(begin)
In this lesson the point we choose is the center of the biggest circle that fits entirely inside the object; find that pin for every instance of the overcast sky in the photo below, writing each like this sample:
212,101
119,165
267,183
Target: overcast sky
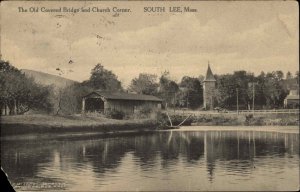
(end)
# Task statement:
Edit these lines so that "overcast sky" becomes "cloudy sky" everywhere, and change nothing else. Leave the pictures out of your answer.

# Finished task:
In this lesson the point we choose is the center of the biggest circle that fits entirely inside the object; find that pin for every instance of the cloudy sky in the photo below, writing each like this sample:
212,101
119,165
267,183
Target: cloudy sky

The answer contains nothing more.